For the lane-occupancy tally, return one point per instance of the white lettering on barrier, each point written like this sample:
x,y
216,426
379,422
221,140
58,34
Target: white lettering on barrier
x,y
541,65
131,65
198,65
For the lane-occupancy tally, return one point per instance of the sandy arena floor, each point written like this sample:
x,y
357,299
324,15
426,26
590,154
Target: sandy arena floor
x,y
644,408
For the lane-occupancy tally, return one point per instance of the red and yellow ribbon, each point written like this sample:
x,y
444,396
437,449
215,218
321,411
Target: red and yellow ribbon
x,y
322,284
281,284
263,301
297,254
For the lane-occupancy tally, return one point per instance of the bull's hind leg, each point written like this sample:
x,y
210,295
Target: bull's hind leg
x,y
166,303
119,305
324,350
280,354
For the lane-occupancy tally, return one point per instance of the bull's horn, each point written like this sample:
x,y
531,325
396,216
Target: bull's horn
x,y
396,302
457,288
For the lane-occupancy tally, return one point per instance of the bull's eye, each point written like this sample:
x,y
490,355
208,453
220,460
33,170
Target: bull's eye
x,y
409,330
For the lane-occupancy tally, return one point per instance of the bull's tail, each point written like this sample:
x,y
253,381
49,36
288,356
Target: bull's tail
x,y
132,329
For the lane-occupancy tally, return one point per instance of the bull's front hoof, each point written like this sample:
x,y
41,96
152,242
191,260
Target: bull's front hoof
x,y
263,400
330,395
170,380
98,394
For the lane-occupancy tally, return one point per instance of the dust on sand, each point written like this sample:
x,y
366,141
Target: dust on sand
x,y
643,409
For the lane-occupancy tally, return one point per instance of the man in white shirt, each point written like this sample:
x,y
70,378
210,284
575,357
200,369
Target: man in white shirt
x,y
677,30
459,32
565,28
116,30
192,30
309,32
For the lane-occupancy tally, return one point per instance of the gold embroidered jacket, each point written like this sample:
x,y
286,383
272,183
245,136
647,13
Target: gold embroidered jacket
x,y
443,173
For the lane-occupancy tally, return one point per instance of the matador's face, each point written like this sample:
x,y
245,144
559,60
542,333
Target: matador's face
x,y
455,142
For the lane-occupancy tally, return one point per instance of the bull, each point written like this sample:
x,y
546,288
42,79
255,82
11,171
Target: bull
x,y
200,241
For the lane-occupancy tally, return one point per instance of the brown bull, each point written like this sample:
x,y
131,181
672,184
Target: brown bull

◆ **EXERCISE OBJECTIVE**
In the stretch of the listing from the line containing "the bull, each" through the end of the listing, substitute "count" for "tally" and reproduce only those lines, otherwise unchanged.

◆ **OUTPUT FOR THIS TASK**
For the lane-occupancy count, return one point per instance of the bull, each point written like this sample:
x,y
546,288
42,79
255,82
11,171
Target: bull
x,y
200,241
For the lane-occupancy count, return one point per instance of the brown bull, each point written like this sample:
x,y
131,181
672,184
Target: brown bull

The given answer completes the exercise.